• _Textauszug_
***
Was zu Rasputin und Anna Wyrubowa, der Zofe und Vertrauten der Zarin, gesagt wurde, ähnelt stark einer bösen Posse. Ganz grob kommt es hin, aber der Teufel steckt im Detail. Natürlich durfte hier bei der Charakterisierung Rasputins sein auch woanders viel zitiertes Auftreten im Restaurant „Jar“ im Jahr 1915 nicht fehlen. Englischer Historiker Douglas Smith aber in seiner wohl recherchierten Rasputin Biographie „Und die Erde wird zittern“ (2017) schreibt, dass die „Jar“-Geschichte schlicht erfunden und ein Teil der Verleumdungskampagne war, die Rasputin, sowie Zarenhof insg., in diesen Jahren plagte. Dalos übernahm das äußerst Negative zu Rasputin aus anderen, weniger gut recherchierten Quellen.
Auf S. 117 wurden die Tagebucheinträge von Nikolaus II. erwähnt, der über die Treffen mit Rasputin berichten. Die Quellenangaben fehlen wieder mal.
Negative Darstellungen der Russen insg. musste der Autor unbedingt noch reinbringen. Als Quelle soll hier ein namenloser Informant des franz. Diplomaten dienen, s. S. 161, was auch herzlich wenig zu der Glaubwürdigkeit solcher Ausführungen beiträgt. Die Frage ist: Was möchte der werte Autor mit solchen Darstellungen erreichen? Wenn er seine Russophobie zur Schau stellen wollte, so ist es ihm zweifelsohne gelungen.
Hinten im Buch gibt es Literatur, bestehend aus gerade mal 20 Titeln. In respektablen Werken erstrecken sich Literaturhinweise über dutzende von Seiten. Hier nicht.
Das gleiche gilt für Bildnachweise: kryptische Angaben, die gar nicht weiterhelfen können, wenn man wissen will, wo, in welchen Jahr die Fotos aufgenommen wurden, in welchen hist. Quellen sind die Originale zu finden, etc. Da steht einfach: Sämtliche Abbildungen: so und so Images, Berlin.
Dass so ein Umgang mit Quellen überhaupt als annehmbar erachtet wurde, erzählt Bände über seine Professionalität und untergräbt die Reste seiner Glaubwürdigkeit.
Ja, es gibt paar gelungene Erläuterungen zu den Hintergründen der europäischen Politik der damaligen Zeit, z.B. das Verhältnis zw. Wilhelm II. und Nikolaus II. und wie es zur Beteiligung Russlands im Krieg von 1914 kam, oder auch zur Rolle von Queen Victoria. Dabei sieht man, dass Politik eher die starke Seite des Autors ist. Der Rest lässt zu wünschen übrig.
***
[Einträge des Datensatzes]
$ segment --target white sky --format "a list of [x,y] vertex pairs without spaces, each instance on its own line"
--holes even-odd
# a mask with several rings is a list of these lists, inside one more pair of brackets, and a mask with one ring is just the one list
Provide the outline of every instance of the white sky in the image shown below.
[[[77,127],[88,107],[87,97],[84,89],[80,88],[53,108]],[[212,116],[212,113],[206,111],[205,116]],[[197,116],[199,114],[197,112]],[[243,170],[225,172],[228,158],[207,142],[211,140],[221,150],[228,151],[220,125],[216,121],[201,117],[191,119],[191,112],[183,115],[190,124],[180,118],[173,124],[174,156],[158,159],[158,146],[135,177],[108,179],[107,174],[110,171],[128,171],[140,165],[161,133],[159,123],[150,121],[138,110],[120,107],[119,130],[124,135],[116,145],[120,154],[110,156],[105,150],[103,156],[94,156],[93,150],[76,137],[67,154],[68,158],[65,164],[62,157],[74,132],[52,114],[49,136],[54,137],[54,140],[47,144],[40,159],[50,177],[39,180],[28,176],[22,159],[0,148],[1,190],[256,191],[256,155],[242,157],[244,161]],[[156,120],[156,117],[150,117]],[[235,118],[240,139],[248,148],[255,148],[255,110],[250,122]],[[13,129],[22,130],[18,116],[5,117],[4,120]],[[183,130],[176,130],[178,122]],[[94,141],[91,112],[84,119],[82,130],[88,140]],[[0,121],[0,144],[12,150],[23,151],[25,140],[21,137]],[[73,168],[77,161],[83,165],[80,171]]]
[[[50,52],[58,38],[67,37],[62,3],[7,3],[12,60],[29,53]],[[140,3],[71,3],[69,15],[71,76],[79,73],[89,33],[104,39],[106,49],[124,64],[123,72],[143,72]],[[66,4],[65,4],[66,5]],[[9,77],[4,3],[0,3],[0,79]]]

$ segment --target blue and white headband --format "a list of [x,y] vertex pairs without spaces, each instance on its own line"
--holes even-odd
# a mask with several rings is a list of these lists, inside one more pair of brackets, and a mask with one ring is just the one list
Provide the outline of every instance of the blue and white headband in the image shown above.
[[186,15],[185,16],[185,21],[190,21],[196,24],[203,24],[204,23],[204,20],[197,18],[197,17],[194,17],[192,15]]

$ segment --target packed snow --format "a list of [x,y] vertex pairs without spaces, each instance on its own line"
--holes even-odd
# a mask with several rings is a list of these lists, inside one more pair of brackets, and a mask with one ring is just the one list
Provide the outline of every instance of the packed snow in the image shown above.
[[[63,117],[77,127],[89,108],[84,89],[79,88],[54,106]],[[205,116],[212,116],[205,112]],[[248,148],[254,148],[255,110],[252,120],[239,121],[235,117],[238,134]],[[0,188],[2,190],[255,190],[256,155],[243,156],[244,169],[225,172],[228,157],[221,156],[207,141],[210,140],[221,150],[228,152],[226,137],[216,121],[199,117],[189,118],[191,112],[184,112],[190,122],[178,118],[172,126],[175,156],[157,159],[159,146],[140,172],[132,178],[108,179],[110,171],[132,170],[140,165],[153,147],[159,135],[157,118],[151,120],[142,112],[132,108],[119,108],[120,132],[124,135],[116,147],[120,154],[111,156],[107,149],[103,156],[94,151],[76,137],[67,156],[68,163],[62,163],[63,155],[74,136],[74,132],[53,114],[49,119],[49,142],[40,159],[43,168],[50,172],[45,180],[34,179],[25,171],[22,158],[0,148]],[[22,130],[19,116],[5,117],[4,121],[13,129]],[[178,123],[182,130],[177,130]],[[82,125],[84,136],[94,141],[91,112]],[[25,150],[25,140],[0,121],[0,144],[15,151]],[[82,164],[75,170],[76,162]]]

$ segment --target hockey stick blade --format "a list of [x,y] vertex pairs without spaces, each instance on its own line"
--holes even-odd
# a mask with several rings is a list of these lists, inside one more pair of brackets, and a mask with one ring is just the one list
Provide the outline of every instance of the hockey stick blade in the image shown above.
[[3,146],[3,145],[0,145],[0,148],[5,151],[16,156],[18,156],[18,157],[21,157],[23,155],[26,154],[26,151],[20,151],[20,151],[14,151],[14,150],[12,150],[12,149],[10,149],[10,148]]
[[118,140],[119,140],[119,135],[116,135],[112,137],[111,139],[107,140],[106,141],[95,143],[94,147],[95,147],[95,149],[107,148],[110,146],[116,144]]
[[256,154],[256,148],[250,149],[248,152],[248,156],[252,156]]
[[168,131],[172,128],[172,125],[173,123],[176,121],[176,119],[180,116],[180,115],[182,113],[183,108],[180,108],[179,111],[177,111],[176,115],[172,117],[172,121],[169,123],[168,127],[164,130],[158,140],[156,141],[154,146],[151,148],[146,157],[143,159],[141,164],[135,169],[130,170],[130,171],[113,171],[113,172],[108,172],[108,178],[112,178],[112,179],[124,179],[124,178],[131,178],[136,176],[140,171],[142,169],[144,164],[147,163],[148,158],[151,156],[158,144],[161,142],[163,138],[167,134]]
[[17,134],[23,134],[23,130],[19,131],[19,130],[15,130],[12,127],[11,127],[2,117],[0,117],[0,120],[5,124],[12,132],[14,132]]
***
• _Verständnis prüfen_
1. Nenne alle Personen, die in der Buchrezension mit Namen genannt werden.
2. Aus wie vielen Titeln besteht laut der Buchrezension die Literatur hinten im Buch?
3. Führe die Buchrezension nach ihrem letzten Satz fort.

• _Lösungen_
1. Rasputin, Anna Wyrubowa, Douglas Smith, Dalos, Nikolaus II., Wilhelm II., Queen Victoria

2. Aus gerade mal 20 Titeln.

3.
Die Struktur hat bei mir auch keine Jubelrufe hervorbringen können. Erst habe ich angenommen, es wäre Nikolaus‘ Biographie, aber nein. Es ist eine Ansammlung von Aufsätzen von etwa 20 Seiten zu den in den Überschriften genannten Themen wie „Krieg mit Japan“, „Allein mit der Revolution“, „Der Zar in der Julikrise“ usw., in zehn Kapitel geordnet. Klar schildert das Ganze den Untergang der Romanows, wie der Untertitel verspricht, aber die Art und Weise stürzte mich in tiefe Verzweiflung.
Zum Schluss wurde der Ton herablassender und insg. einfach grässlich und pietätslos, s. z.B. S. 200.
Fazit: Dieses Pamphlet hat die Welt nicht gebraucht. Allein die von oben herab Attitüde gegenüber den historischen Persönlichkeiten, ob es um Nikolaus, Alix, Rasputin oder anderen geht, wie auch zum erzählten Stoff insg., hat mein Lesevergnügen gleich Null gesetzt. Hinzu kommen die peinlichen Sachfehler, zu lässiger Umgang mit Quellen, wie auch Zitate und Übersetzungen des nicht nachvollziehbaren Ursprungs, sowie die anti-russische Grundstimmung insg. Zwei Sterne mit viel Wohlwollen erscheinen mir hier realistisch.
Das Coverbild ist auch irreführend. Man könnte meinen, dies wäre die ganze Familie des letzten Zaren. Alexej fehlt. Der Thronfolger, der noch lange vor seiner Geburt das Verhalten des Zarenehepaares stark beeinflusst hat.